The majority finds Tillman (and presumably all the waiver decisions cited by Neal ) limited waiver to discretionary sentencing choices.   They note the section 1202.4 restitution fine is discretionary in that a trial court may decide not to impose it for “compelling and extraordinary reasons.”   They further note section 1202.45 has no similar escape clause, and the trial court therefore must impose a parole revocation fine if it imposes a section 1202.4 restitution fine.   Because the parole revocation fine is mandatory, and it is statutorily set at an amount equal to the restitution fine, the majority reasons the trial court's failure to impose a parole revocation fine was jurisdictional error which could not be waived.

I respectfully suggest the majority reads Tillman too narrowly, and indeed, I believe their distinction cuts against them, weakening their argument rather than strengthening it.  Tillman involved two sentencing errors by the trial court-failure to impose a restitution fine and a parole revocation fine.   The Tillman court held the People nevertheless waived these errors by not objecting, finding it an improper use of scarce judicial resources to correct such a double-error for the first time on appeal.   Here, in contrast, there is only one error by the trial court-failure to impose a parole revocation fine.   Surely, if the sentencing court's two-fold error in Tillman was insufficiently grave to correct on appeal, the trial court's oversight here involving only one of those two errors is even less so.

In support of their reading of Tillman, the majority notes the Supreme Court did not expressly disapprove any of the Court of Appeal decisions that failure to impose a parole revocation fine with a section 1202.4 restitution fine is a legally unauthorized sentence which the People's failure to object does not waive.  (See, e.g., People v. Hannah (1999) 73 Cal.App.4th 270, 86 Cal.Rptr.2d 395;  People v. Hong (1998) 64 Cal.App.4th 1071, 76 Cal.Rptr.2d 23.)   The majority's observation is unpersuasive, however, because Tillman did not explicitly cite any Court of Appeal decisions, whether those it implicitly upheld or those it implicitly overruled.   Instead, Tillman noted the Courts of Appeal had split regarding the effect of the People's failure to object to a trial court's not imposing statutorily required restitution and parole revocation fines, some finding waiver and others not.  Tillman resolved that split by embracing the unnamed decisions which had found waiver.   In doing so, it rejected those unidentified decisions finding no waiver.   Hence, Tillman's failure to expressly disapprove People v. Hannah, supra, 73 Cal.App.4th 270, 86 Cal.Rptr.2d 395, and People v. Hong, supra, 64 Cal.App.4th 1071, 76 Cal.Rptr.2d 23, is of no merit, as Tillman overruled them sub silentio to the extent they belonged to the non-waiver line of cases.

- _What you need to do_: List each distinct reporter citation (volume, reporter, and first page) that appears in the passage above about Tillman.

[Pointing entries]

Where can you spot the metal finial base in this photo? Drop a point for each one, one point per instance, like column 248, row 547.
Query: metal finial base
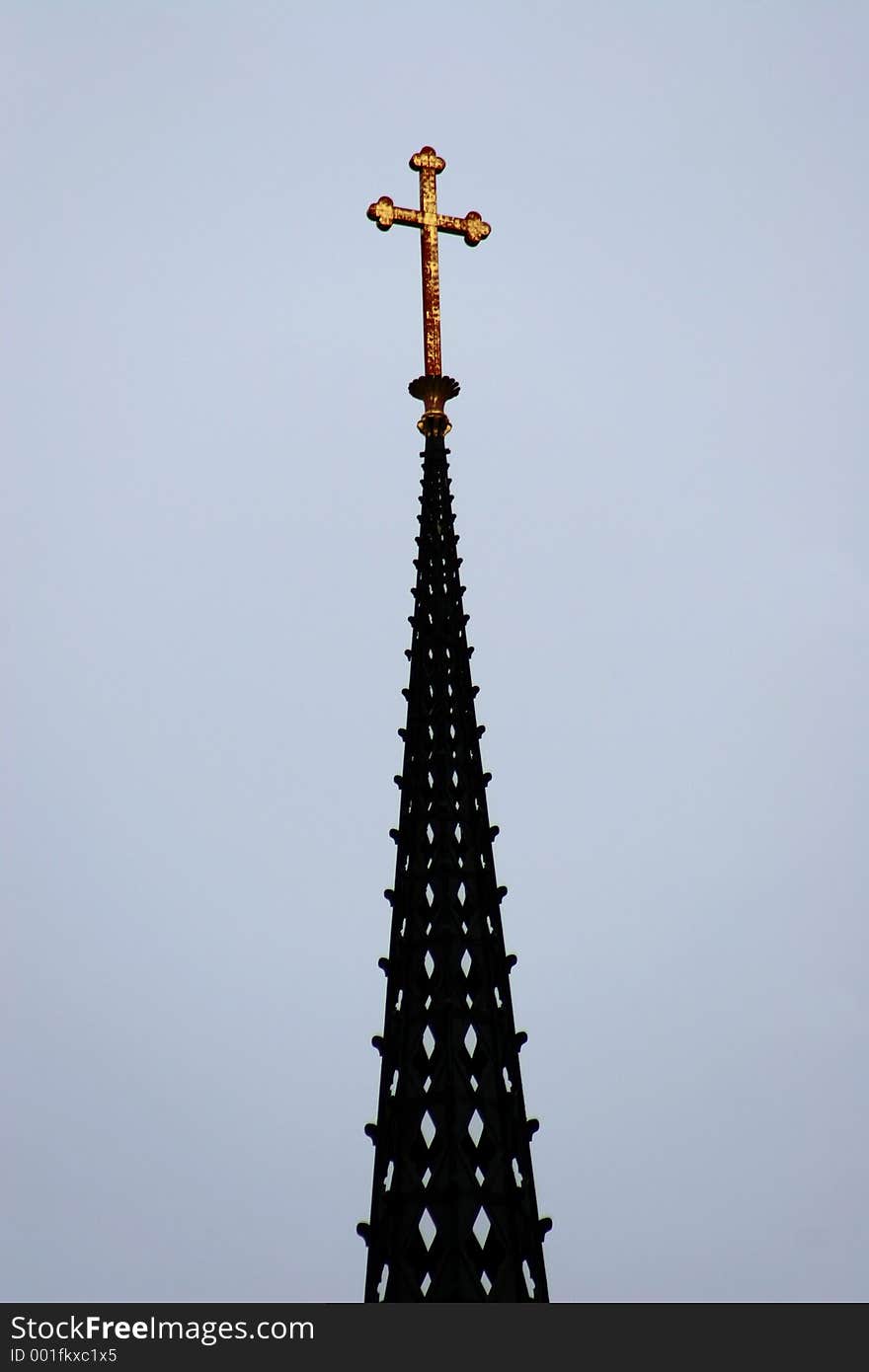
column 434, row 391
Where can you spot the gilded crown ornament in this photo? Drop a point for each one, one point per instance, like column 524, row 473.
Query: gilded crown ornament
column 433, row 389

- _Result_:
- 73 Cal.App.4th 270
- 86 Cal.Rptr.2d 395
- 64 Cal.App.4th 1071
- 76 Cal.Rptr.2d 23